EXERCISE GOAL
Copy every record below exactly.
[start]
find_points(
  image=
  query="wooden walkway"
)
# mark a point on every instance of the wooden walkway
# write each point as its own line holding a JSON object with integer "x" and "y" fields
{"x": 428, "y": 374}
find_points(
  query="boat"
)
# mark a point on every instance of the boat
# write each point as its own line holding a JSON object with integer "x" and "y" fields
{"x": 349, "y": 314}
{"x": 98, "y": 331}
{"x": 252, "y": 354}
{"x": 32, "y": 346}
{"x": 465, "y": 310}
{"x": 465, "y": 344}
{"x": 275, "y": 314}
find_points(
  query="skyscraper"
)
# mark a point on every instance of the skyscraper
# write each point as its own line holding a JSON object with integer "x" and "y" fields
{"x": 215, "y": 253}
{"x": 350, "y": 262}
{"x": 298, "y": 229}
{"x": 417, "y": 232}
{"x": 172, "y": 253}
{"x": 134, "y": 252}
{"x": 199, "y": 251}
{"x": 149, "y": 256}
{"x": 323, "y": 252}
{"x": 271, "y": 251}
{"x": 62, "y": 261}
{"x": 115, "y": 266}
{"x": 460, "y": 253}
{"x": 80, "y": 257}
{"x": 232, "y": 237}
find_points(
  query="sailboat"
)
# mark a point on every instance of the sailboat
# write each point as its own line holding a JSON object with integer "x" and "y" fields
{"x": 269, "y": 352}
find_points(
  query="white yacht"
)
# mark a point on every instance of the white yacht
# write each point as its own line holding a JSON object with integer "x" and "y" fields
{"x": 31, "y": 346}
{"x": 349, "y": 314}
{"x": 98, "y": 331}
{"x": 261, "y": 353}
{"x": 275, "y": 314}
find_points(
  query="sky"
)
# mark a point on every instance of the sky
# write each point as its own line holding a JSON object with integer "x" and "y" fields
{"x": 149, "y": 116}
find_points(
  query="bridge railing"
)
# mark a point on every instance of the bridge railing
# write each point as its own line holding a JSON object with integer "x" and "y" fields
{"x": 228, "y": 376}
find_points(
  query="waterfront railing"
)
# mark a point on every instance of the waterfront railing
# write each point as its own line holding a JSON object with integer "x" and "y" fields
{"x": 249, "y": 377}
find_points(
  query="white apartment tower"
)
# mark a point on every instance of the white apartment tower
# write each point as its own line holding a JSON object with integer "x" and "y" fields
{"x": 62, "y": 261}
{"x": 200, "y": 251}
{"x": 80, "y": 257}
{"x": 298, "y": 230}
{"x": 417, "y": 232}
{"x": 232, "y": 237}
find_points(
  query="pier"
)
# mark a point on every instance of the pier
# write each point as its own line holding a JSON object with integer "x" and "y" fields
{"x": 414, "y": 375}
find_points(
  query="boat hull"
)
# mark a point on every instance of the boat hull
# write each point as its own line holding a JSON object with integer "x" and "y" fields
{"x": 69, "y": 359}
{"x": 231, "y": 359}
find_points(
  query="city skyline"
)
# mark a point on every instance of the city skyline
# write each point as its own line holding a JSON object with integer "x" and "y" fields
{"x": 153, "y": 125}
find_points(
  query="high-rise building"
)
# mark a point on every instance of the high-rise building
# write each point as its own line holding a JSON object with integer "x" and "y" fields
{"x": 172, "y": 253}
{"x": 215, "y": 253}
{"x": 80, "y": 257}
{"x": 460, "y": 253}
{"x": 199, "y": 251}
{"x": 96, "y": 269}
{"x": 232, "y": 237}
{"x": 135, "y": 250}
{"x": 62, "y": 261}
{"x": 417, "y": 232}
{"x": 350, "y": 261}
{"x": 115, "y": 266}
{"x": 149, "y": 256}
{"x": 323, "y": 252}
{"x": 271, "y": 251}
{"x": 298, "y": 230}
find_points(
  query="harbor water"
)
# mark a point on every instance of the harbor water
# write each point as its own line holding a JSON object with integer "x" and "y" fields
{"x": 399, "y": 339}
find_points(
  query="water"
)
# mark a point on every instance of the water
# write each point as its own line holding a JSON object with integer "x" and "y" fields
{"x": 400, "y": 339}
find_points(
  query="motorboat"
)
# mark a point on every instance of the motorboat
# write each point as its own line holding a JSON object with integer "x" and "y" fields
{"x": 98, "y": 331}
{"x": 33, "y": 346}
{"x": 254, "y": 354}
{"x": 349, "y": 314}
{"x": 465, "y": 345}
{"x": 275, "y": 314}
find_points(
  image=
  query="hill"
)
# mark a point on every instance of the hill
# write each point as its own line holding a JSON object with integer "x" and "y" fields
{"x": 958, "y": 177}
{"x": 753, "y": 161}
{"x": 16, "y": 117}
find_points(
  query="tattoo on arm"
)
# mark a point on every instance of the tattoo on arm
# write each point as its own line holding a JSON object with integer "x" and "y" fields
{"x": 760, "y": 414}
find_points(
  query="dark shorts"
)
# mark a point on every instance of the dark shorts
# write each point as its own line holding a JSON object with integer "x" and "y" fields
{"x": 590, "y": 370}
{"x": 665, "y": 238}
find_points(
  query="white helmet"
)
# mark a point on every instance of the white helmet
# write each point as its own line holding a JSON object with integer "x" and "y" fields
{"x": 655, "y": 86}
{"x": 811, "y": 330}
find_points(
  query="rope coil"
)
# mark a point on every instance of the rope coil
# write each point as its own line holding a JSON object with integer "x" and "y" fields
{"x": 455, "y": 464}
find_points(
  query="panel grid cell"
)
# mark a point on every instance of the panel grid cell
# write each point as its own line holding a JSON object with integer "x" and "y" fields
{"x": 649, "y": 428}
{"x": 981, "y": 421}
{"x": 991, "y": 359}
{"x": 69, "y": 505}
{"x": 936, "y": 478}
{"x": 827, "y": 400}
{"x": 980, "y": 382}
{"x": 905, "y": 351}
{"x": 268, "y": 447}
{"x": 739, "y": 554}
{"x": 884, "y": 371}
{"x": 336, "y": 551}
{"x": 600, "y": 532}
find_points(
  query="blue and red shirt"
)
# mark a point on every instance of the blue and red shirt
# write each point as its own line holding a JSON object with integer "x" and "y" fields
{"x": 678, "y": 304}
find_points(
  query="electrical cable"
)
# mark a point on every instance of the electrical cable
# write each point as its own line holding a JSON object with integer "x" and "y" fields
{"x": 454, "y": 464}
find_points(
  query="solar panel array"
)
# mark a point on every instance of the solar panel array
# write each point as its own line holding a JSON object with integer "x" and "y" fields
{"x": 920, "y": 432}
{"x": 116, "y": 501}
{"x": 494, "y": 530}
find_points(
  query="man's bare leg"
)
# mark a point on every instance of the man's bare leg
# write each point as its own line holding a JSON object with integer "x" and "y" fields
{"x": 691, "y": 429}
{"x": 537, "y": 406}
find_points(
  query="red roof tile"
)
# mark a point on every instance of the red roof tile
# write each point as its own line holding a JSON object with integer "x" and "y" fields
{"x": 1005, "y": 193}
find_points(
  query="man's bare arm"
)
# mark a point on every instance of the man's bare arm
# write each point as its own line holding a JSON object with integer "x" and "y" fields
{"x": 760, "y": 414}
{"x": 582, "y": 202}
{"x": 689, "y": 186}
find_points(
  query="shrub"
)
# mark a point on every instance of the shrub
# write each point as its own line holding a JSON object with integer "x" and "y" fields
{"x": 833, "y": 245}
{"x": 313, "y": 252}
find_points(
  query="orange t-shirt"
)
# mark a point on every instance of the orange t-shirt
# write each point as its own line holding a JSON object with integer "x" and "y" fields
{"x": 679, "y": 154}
[end]
WORKED SOLUTION
find_points(
  image=
  query="wooden walkway"
)
# mark a point on every instance of the wooden walkway
# write each point as its own line holding a JSON object with integer "x" and "y" fields
{"x": 428, "y": 374}
find_points(
  query="boat"
)
# mark a point on every instance of the boat
# write each point as its own line holding a JSON object with integer "x" and "y" fields
{"x": 349, "y": 314}
{"x": 98, "y": 331}
{"x": 252, "y": 354}
{"x": 32, "y": 346}
{"x": 465, "y": 310}
{"x": 465, "y": 344}
{"x": 275, "y": 314}
find_points(
  query="skyscraper"
)
# mark a point on every instance of the skyscraper
# write each point as its own line holding a JSON object with integer "x" and "y" fields
{"x": 215, "y": 253}
{"x": 350, "y": 262}
{"x": 298, "y": 229}
{"x": 417, "y": 232}
{"x": 172, "y": 253}
{"x": 134, "y": 252}
{"x": 199, "y": 251}
{"x": 149, "y": 256}
{"x": 323, "y": 252}
{"x": 271, "y": 251}
{"x": 62, "y": 261}
{"x": 115, "y": 266}
{"x": 460, "y": 253}
{"x": 80, "y": 257}
{"x": 232, "y": 237}
find_points(
  query="sailboat"
)
# mark a point on every instance of the sailboat
# write each point as its own line holding a JSON object with integer "x" and "y" fields
{"x": 269, "y": 352}
find_points(
  query="white yacht"
)
# mark a point on every instance of the white yacht
# write each point as its own line holding a JSON object with integer "x" and "y" fields
{"x": 31, "y": 346}
{"x": 349, "y": 314}
{"x": 98, "y": 331}
{"x": 261, "y": 353}
{"x": 275, "y": 314}
find_points(
  query="sky"
)
# mark a point on every instance of the sky
# write each point as its own line holding a JSON object with integer "x" and "y" fields
{"x": 149, "y": 116}
find_points(
  query="bridge railing"
)
# mark a point on every instance of the bridge railing
# write each point as its own line holding a JSON object with integer "x" and "y" fields
{"x": 228, "y": 376}
find_points(
  query="waterfront railing"
)
# mark a point on every instance of the waterfront railing
# write each point as its own line holding a JSON object with integer "x" and "y" fields
{"x": 249, "y": 377}
find_points(
  query="white apartment tower"
)
# mark a point on every instance of the white apartment tower
# write each point as its own line holding a JSON object with integer "x" and "y" fields
{"x": 62, "y": 261}
{"x": 200, "y": 251}
{"x": 80, "y": 257}
{"x": 298, "y": 230}
{"x": 417, "y": 232}
{"x": 232, "y": 237}
find_points(
  query="pier"
)
# mark a point on every instance of the pier
# write each point as its own line holding a JSON object with integer "x" and "y" fields
{"x": 414, "y": 375}
find_points(
  query="boat hull"
)
# mark a point on every instance of the boat hull
# write each point as its own line holding a JSON object with integer "x" and "y" fields
{"x": 69, "y": 359}
{"x": 231, "y": 359}
find_points(
  query="city skyline"
)
# mark a point on every instance of the city skyline
# write each point as its own line holding a JSON object with integer "x" and "y" fields
{"x": 153, "y": 125}
find_points(
  query="high-rise building"
)
# mark a point on every instance of the high-rise building
# write each point as its own line holding a JSON object with integer "x" and "y" fields
{"x": 172, "y": 253}
{"x": 215, "y": 253}
{"x": 80, "y": 257}
{"x": 460, "y": 253}
{"x": 199, "y": 251}
{"x": 96, "y": 269}
{"x": 232, "y": 237}
{"x": 135, "y": 250}
{"x": 62, "y": 261}
{"x": 417, "y": 232}
{"x": 350, "y": 261}
{"x": 115, "y": 266}
{"x": 149, "y": 256}
{"x": 323, "y": 252}
{"x": 271, "y": 251}
{"x": 298, "y": 230}
find_points(
  query="harbor water"
)
# mark a point on every instance of the harbor water
# write each point as its own line holding a JSON object with integer "x" and "y" fields
{"x": 399, "y": 339}
find_points(
  query="water"
)
# mark a point on every instance of the water
# write each point as its own line holding a JSON object with integer "x" and "y" fields
{"x": 400, "y": 339}
find_points(
  query="motorboat"
)
# mark a point on every instance of the motorboat
# write each point as its own line holding a JSON object with integer "x" and "y" fields
{"x": 98, "y": 331}
{"x": 33, "y": 346}
{"x": 254, "y": 354}
{"x": 349, "y": 314}
{"x": 465, "y": 345}
{"x": 275, "y": 314}
find_points(
  image=
  query="hill"
)
# mark a point on every instance of the hill
# write each point as its own line holding a JSON object with integer "x" and "y" fields
{"x": 958, "y": 177}
{"x": 753, "y": 161}
{"x": 16, "y": 117}
find_points(
  query="tattoo on arm"
)
# mark a point on every instance of the tattoo on arm
# write each point as its own line holding a JSON object with integer "x" and "y" fields
{"x": 760, "y": 414}
find_points(
  query="dark shorts"
)
# mark a point on every instance of the dark shorts
# write each point as its own line holding a JSON object with integer "x" and "y" fields
{"x": 590, "y": 370}
{"x": 665, "y": 238}
find_points(
  query="white helmet"
)
# mark a point on every instance of the white helmet
# write each point as its own line holding a JSON object with integer "x" and "y" fields
{"x": 655, "y": 86}
{"x": 811, "y": 330}
find_points(
  query="rope coil"
)
# mark a point on every instance of the rope coil
# write each point as its own line holding a JSON object with integer "x" and "y" fields
{"x": 455, "y": 464}
find_points(
  query="panel grid cell"
)
# mark a point on every instance of the panel grid cell
# write each point as its own line holding a JSON object with integer "x" and "y" fields
{"x": 649, "y": 428}
{"x": 981, "y": 421}
{"x": 991, "y": 359}
{"x": 69, "y": 505}
{"x": 936, "y": 478}
{"x": 827, "y": 400}
{"x": 980, "y": 382}
{"x": 905, "y": 351}
{"x": 268, "y": 447}
{"x": 739, "y": 554}
{"x": 884, "y": 371}
{"x": 336, "y": 551}
{"x": 600, "y": 532}
find_points(
  query="blue and red shirt"
)
# mark a point on every instance of the blue and red shirt
# write each point as its own line holding a JSON object with integer "x" and "y" fields
{"x": 678, "y": 304}
find_points(
  query="electrical cable"
)
# mark a point on every instance of the electrical cable
# write each point as its own line holding a JSON object with integer "x" and "y" fields
{"x": 454, "y": 464}
find_points(
  query="solar panel array"
)
# mark a point on every instance of the solar panel array
# write each point as its own line holding a JSON object with integer "x" and "y" fields
{"x": 920, "y": 432}
{"x": 116, "y": 501}
{"x": 494, "y": 530}
find_points(
  query="man's bare leg"
)
# mark a point on every instance of the man's bare leg
# write each point as its own line holding a JSON object with integer "x" and "y" fields
{"x": 691, "y": 429}
{"x": 537, "y": 406}
find_points(
  query="red roof tile"
)
# mark a point on every instance of the red roof tile
# write each point as its own line holding a JSON object with integer "x" and "y" fields
{"x": 1005, "y": 193}
find_points(
  query="man's bare arm"
)
# mark a point on every instance of the man's bare arm
# write each point as its own line holding a JSON object with integer "x" and "y" fields
{"x": 760, "y": 414}
{"x": 582, "y": 202}
{"x": 689, "y": 186}
find_points(
  query="shrub"
)
# mark a point on every instance of the shrub
# write each point as its own line holding a JSON object with integer "x" and "y" fields
{"x": 833, "y": 245}
{"x": 313, "y": 252}
find_points(
  query="orange t-shirt"
)
# mark a point on every instance of the orange t-shirt
# write each point as its own line holding a JSON object with integer "x" and "y" fields
{"x": 679, "y": 154}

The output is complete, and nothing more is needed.